START EXCERPT TO READ

Many countries’ fisheries are severely depleted and alternative raw materials will have to be provided either from aquaculture or by using different species. Interestingly, the main aquaculture producers and remaining exploitable fishing grounds for alternative species are in the poorer regions in the world - Asia, Africa and South America.
It is very important that when these countries introduce their products in new markets the “new” consumers are properly informed about the identity and properties of their purchases, which means ensuring that the products are safe, with characteristic organoleptic properties, and that they are correctly labelled and identified. This will help the consumers to become familiar with a new product that they can come to appreciate and be willing to pay for. If, on the other hand, a new species is introduced as a substitute for another species or, even worse, it is deceitfully labelled as something else, consumers will automatically assume that the new species is of lower quality than the “original”. Since it is more difficult to restore a ruined reputation than to acquire one, it is critical to avoid situations that can lead to negative perceptions from the very beginning.
Correct identification of the species and their origin requires the collaboration of the international community. During the first TAFT meeting held in Reykjavik, Iceland in June 2003, Dr Rehbein proposed the creation of an international network of institutions to provide authentic reference samples, since the main problem to authenticate a sample is often the lack of authentic reference material at the location where the analysis is required. It would be most useful to construct a database or a web page containing a list of each species being used as food, with the common names for each species, the location where each common name is indeed common, the scientific name, description of the analyses performed on the species and link to the results (for example, material and methods used for IEF, 2-DE analyses, PCR amplifications, NMR and trace element analyses, etc). This could link to a page containing a figure of how the results look (photograph of the gel or the scan) and, if possible, to a table containing the values corresponding to the figure. For each species, it would also be most helpful to include a link to an institution from which any other institution in the world could obtain samples of authentic material (the costs of preparing the authentic material and sending it should be covered by the requesting institution). The support of an internationally recognized institution could be of great value to establish the infrastructure and the contacts among the relevant interested institutions in each country. FAO will examine the possibilities of taking on this responsibility in relation to the Aquatic Food Product Initiative developed under the direction of the Fishery Industries Division.

END EXCERPT TO READ
START PROVIDED MATERIAL

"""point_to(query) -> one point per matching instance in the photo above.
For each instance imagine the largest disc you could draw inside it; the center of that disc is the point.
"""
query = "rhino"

END PROVIDED MATERIAL

## WORK INSTRUCTIONS:
In the excerpt on identifying fish species, what is often the main problem in authenticating a sample?

## TASK ANSWER:
The lack of authentic reference material at the location where the analysis is required.